* [YOUR OBJECTIVE]:
Tally the lines of the data that contain the word "reflective", and give only the number.

* [EXERCISE DATA]:

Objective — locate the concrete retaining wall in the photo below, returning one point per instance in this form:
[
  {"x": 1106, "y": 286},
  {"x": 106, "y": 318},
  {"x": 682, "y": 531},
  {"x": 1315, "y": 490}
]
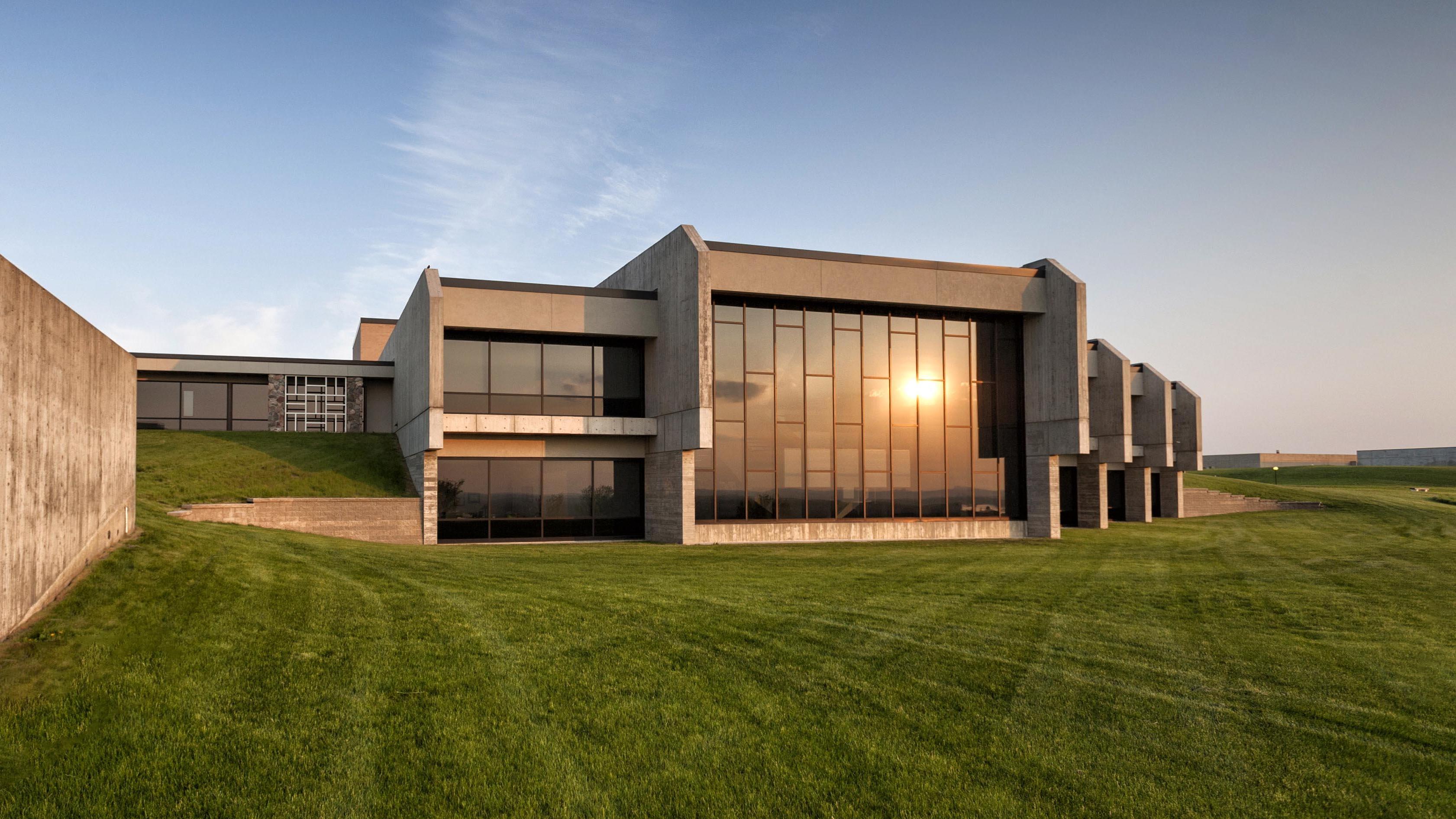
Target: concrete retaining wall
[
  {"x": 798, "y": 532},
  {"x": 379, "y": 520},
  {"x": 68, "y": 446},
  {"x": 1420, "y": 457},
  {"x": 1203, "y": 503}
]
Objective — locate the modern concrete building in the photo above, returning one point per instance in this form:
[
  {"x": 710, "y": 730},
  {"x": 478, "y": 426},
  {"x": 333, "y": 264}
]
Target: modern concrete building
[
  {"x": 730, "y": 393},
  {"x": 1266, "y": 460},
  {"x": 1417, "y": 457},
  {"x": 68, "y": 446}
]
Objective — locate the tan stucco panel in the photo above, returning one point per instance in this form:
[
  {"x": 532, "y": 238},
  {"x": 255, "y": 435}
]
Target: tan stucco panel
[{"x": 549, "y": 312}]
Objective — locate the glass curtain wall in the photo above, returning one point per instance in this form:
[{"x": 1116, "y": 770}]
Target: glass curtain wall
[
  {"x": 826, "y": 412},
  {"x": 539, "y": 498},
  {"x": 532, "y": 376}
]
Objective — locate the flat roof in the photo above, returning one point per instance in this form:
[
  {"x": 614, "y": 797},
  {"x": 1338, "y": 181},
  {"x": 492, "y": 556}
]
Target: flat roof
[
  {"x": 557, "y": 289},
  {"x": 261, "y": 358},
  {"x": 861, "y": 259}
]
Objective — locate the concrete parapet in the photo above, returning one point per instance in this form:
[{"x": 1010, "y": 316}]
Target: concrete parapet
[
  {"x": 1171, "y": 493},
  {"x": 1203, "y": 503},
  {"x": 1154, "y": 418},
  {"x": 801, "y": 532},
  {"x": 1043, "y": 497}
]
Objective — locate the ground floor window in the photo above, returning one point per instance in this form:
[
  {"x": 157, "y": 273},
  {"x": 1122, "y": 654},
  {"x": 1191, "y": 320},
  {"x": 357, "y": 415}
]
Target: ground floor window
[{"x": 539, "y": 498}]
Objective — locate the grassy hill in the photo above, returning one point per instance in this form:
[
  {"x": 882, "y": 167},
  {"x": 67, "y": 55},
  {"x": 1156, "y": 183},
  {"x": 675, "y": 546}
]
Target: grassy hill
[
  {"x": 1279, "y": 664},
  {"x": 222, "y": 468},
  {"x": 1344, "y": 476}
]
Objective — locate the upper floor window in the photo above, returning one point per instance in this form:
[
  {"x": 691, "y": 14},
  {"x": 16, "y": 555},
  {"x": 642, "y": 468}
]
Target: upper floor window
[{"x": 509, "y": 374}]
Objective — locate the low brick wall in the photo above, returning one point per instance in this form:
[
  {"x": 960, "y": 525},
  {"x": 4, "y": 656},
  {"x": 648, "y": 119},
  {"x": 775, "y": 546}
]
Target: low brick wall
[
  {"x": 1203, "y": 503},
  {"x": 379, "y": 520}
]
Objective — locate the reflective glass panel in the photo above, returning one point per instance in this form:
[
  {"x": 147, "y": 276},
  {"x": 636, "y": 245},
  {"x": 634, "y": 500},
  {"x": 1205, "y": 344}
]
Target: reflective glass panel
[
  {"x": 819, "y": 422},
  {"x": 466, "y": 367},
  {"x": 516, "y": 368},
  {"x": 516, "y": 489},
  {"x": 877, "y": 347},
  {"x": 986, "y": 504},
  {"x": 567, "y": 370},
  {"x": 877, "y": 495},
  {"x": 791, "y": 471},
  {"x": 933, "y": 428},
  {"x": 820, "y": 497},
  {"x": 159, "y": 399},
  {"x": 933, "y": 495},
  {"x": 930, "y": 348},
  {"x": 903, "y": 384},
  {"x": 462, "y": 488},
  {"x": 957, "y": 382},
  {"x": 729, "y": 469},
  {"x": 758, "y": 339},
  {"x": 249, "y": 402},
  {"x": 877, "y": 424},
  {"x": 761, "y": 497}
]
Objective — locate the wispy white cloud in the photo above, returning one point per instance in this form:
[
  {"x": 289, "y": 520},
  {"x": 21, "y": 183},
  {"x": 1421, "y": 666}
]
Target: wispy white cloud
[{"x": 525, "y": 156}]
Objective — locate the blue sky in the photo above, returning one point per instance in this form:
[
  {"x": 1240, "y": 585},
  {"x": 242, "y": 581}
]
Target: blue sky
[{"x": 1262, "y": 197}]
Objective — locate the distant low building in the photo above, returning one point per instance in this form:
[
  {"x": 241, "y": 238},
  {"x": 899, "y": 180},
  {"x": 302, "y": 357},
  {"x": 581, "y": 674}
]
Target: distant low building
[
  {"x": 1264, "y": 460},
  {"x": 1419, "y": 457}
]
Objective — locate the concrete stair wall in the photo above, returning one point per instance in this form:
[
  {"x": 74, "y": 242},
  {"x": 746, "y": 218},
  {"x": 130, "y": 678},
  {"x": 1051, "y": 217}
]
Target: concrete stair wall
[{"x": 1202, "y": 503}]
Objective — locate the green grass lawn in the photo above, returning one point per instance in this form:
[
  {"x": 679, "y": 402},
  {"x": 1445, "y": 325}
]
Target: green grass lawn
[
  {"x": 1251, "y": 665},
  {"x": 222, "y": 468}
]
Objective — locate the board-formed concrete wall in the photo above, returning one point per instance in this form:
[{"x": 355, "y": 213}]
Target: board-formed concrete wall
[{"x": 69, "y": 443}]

* * *

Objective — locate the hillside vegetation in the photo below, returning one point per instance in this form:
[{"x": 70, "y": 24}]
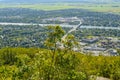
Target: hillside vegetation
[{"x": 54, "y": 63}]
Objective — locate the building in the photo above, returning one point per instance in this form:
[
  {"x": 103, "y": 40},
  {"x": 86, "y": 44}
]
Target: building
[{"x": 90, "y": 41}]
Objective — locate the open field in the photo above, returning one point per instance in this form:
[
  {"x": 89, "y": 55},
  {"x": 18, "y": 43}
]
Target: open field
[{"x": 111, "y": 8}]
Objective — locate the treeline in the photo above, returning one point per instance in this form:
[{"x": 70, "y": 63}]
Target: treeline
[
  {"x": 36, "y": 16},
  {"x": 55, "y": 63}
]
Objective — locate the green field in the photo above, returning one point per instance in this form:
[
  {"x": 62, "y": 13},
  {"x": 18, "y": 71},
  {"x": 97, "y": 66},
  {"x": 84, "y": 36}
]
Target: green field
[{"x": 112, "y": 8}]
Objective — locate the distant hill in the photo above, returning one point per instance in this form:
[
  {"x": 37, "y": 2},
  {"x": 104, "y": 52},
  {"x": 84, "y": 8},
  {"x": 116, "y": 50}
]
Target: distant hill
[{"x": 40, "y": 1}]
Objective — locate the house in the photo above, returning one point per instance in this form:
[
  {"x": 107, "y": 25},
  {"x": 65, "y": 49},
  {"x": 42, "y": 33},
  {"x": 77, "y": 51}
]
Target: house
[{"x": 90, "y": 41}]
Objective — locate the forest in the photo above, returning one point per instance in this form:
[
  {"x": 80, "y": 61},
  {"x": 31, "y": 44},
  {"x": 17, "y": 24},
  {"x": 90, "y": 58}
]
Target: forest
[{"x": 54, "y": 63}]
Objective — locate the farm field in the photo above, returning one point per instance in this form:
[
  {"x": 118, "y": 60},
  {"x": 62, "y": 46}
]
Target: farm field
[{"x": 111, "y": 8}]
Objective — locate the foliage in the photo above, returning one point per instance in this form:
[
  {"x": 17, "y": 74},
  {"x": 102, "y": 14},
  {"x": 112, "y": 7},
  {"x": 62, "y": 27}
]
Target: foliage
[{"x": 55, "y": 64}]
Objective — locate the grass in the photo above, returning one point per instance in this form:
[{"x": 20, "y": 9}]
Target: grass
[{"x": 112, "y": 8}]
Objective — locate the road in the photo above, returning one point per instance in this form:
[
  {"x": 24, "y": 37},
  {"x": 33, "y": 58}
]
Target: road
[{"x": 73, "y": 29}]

* * *

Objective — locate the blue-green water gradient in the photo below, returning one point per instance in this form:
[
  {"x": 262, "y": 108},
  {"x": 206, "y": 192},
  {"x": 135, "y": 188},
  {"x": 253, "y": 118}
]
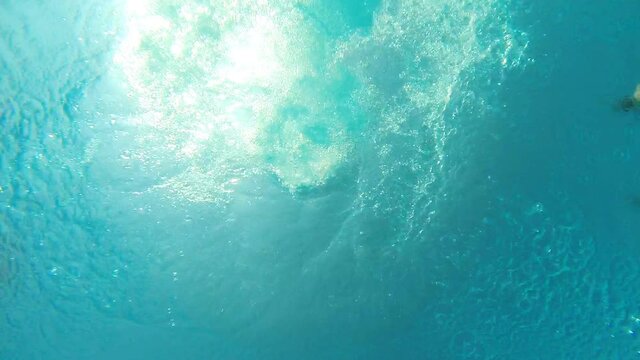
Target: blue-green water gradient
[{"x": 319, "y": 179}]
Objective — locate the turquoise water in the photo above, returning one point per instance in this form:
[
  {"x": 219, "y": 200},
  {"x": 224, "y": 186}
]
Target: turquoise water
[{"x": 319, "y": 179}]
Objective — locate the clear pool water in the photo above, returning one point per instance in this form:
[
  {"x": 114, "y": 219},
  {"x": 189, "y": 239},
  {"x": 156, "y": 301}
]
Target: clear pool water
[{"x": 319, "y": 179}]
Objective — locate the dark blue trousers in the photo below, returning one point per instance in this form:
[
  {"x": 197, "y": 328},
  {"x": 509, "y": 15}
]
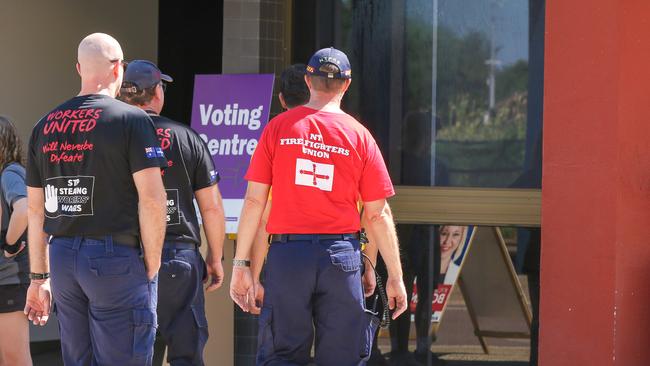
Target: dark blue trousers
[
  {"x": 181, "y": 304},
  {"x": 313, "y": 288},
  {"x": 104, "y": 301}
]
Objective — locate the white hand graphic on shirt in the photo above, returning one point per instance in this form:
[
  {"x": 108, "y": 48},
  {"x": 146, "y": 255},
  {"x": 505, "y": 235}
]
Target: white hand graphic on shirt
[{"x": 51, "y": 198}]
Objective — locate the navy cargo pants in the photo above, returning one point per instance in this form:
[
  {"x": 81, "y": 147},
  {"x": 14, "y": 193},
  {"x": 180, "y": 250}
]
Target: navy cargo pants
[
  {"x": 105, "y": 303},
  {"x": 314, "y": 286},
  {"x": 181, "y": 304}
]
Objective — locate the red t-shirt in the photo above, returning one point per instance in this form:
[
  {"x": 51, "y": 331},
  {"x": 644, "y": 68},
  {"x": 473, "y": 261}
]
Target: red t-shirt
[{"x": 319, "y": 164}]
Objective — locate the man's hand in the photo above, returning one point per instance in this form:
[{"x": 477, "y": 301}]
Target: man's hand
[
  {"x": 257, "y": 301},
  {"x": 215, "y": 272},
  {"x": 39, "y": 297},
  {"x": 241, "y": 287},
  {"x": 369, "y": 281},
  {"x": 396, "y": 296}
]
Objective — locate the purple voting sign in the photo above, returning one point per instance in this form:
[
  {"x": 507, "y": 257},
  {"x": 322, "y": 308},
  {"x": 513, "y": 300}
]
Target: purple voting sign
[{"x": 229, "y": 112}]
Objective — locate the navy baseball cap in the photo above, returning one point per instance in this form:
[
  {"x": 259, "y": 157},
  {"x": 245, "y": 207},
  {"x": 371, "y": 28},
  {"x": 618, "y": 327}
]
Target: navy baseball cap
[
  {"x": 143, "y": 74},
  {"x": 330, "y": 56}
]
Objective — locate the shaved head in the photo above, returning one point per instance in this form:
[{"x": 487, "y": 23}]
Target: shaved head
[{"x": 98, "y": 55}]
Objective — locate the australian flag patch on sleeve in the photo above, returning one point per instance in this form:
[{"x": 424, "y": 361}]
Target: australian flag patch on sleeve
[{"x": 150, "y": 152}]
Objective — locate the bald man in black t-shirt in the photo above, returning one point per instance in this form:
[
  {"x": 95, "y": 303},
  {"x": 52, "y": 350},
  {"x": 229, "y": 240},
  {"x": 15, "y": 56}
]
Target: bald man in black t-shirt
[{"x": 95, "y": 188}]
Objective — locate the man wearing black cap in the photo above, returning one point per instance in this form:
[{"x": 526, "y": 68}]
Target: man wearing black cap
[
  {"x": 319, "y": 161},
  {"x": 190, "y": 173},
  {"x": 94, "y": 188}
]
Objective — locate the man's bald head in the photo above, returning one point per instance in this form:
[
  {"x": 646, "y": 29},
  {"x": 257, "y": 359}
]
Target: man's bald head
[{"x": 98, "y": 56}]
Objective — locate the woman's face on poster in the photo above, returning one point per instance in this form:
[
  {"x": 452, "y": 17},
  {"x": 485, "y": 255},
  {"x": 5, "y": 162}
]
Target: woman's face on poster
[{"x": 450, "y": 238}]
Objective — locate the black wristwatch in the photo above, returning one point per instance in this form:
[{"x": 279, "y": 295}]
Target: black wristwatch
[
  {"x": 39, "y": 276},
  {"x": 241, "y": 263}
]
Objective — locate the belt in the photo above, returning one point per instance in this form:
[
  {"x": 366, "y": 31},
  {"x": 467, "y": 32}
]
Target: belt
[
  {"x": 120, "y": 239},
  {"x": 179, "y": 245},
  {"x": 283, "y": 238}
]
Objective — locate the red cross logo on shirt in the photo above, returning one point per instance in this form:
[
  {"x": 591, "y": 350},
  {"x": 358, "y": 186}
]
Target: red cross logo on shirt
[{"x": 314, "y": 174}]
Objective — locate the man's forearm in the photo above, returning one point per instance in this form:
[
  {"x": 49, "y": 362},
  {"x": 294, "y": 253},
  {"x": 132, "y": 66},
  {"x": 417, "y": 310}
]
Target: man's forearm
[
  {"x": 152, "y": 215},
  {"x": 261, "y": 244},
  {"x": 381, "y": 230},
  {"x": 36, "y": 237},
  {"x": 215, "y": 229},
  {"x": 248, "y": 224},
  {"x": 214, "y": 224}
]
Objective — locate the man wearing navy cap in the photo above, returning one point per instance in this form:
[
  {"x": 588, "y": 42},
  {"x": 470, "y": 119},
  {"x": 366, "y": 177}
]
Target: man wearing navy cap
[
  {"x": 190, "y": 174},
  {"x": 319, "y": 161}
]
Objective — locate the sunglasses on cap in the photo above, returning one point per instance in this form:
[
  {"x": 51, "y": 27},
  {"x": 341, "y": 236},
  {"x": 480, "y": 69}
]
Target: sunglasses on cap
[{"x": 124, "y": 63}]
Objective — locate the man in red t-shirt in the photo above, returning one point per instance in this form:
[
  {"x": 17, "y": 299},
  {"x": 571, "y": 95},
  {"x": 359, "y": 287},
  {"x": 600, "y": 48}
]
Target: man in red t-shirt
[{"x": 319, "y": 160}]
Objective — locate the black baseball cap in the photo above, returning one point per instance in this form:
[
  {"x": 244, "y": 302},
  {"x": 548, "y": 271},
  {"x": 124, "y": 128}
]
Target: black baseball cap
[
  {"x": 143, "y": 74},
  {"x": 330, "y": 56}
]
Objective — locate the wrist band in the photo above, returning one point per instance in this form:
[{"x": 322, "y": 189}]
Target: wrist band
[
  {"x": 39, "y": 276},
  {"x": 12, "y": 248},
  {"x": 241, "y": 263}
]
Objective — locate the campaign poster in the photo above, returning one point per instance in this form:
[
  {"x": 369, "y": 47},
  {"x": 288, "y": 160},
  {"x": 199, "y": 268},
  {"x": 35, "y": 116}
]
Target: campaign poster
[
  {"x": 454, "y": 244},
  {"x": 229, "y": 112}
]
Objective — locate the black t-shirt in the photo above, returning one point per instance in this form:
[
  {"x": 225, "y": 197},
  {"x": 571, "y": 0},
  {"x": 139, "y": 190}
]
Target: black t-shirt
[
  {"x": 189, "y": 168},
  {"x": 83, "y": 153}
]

* [EXERCISE RESPONSE]:
2